• AUFGABENSTELLUNG:
(a) Gib den Absatz aus dem vorliegenden Text zum Romanschreiben, der mit „Was mir in solchen Situationen hilft“ beginnt, in gekürzter Form wieder. Die wesentlichen Fakten müssen erhalten bleiben.
(b) Beantworte die folgenden Fragen zum vorliegenden Text zum Romanschreiben, jeweils in einer eigenen Zeile:
(i) Aus welchem Buch stammt der hilfreiche Satz?
(ii) Wozu muss man laut einem Kapitel dieses Buches fähig sein?
(iii) Was geschieht mit dem Plot, wenn ein Hänger auftritt?
(c) Greif den vorliegenden Text zum Romanschreiben an seinem Ende auf und schreib ihn weiter.

• VORLIEGENDER TEXT:
▼

Was mir in solchen Situationen hilft, ist ein Satz aus James Freys „Wie man einen verdammt guten Roman schreibt“ (ja, ich habe es gelesen, und ich habe mich sogar königlich dabei amüsiert!). Er sagt in einem Kapitel, man müsse fähig sein, den Traum noch mal zu träumen. Und genau das mache ich, wenn ich einen Hänger habe. Ich nehme mir meinen Plot und drehe und wende ihn in Gedanken, frage mich, wie es sich auswirkt, wenn ich hier oder da eine Änderung vornehme. Und plötzlich geht es!

▲

• GEGEBENES MATERIAL:
▼

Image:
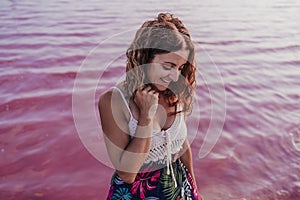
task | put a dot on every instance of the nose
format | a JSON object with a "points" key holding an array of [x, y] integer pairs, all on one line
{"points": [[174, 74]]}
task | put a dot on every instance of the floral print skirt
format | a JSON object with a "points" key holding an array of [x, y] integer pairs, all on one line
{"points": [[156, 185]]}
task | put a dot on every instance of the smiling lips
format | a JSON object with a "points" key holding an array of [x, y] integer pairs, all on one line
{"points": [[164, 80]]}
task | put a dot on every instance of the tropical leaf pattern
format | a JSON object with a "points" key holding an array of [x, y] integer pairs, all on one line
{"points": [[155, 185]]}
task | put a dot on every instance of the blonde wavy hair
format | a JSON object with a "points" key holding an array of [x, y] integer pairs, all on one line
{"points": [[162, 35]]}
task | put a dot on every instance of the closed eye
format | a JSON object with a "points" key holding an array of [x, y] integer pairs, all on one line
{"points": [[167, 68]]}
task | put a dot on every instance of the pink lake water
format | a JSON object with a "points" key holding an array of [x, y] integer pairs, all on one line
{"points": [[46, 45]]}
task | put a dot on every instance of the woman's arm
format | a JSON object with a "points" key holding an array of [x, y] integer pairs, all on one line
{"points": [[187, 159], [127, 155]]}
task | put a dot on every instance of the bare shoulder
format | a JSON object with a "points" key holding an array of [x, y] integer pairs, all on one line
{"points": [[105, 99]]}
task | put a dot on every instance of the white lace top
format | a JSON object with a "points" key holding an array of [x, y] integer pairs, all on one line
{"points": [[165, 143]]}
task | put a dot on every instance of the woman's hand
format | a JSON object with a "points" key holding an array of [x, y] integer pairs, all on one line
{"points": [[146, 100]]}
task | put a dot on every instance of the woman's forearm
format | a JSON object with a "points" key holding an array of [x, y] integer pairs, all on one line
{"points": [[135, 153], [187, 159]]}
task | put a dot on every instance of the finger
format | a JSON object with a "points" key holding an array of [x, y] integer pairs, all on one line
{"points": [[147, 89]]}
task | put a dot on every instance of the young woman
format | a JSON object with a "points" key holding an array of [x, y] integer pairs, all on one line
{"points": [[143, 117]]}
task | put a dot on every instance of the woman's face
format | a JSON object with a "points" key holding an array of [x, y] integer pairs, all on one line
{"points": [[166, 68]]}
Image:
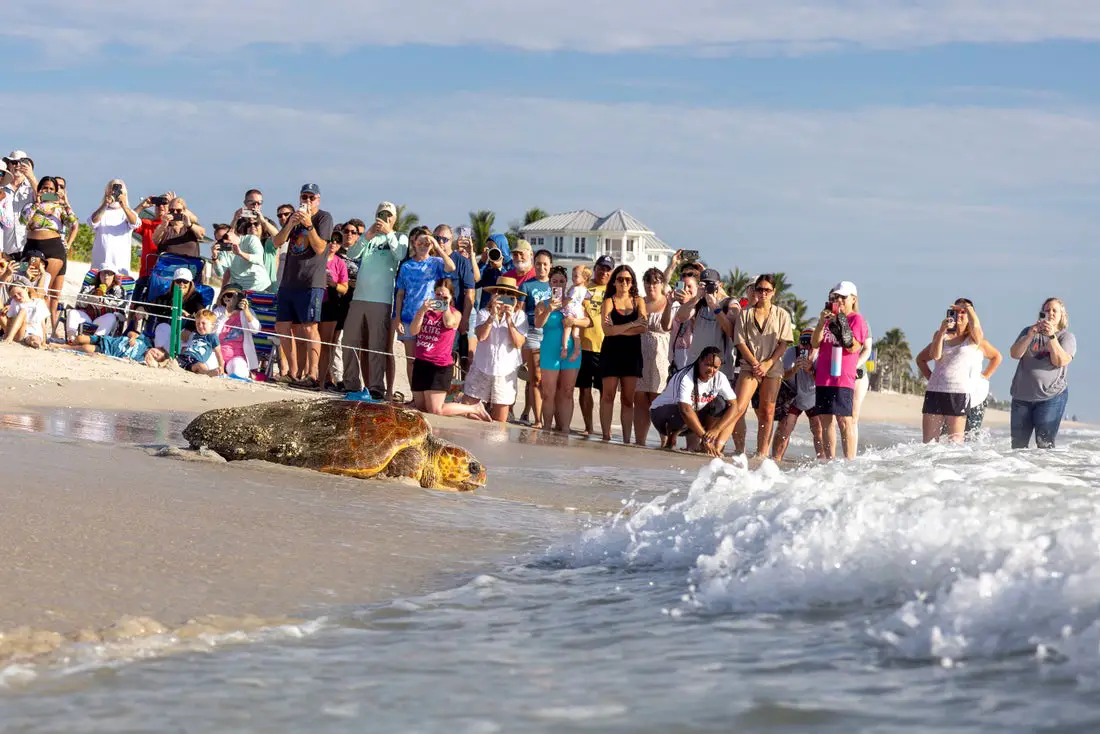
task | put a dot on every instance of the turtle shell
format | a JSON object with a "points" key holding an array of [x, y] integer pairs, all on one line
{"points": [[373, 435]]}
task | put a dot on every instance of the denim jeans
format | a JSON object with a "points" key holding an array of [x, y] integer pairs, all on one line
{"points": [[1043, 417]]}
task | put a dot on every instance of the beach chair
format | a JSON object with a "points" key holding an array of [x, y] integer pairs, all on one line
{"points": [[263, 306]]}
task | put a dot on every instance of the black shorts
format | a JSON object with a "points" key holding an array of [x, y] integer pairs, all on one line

▲

• LÖSUNGEN:
(a) Bei einem Hänger hilft mir ein Satz aus James Freys „Wie man einen verdammt guten Roman schreibt“: Man müsse fähig sein, den Traum noch mal zu träumen. Deshalb drehe und wende ich meinen Plot in Gedanken und prüfe, wie sich einzelne Änderungen auswirken. Dann geht es plötzlich weiter.

(b)
(i) Der Satz stammt aus James Freys „Wie man einen verdammt guten Roman schreibt“.
(ii) Man muss fähig sein, den Traum noch mal zu träumen.
(iii) Der Plot wird in Gedanken gedreht und gewendet, und es wird überlegt, wie sich Änderungen an einzelnen Stellen auswirken.

(c)
Ebenso wichtig wie der Plot sind mir die Figuren. Es reicht mir nicht, zu wissen, dass einer ein finsterer Krieger ist. Ich muss alles über ihn wissen. Woher er kommt. Warum er Krieger geworden ist und welche Ereignisse ihn zu dem gemacht haben, der er heute ist. Ein ganzer Lebenslauf, von dem sich vermutlich nicht mal die Hälfte später im Roman wieder finden wird. Aber mir hilft es, meine Protagonisten – und auch Antagonisten – zu verstehen. Auf diese Weise lerne ich sie kennen, und hoffe, sie so zu Papier zu bringen, dass sie immer sie selbst sind, und nicht so gedreht und gewendet werden, wie ich sie in der jeweiligen Szene vielleicht gerade haben will.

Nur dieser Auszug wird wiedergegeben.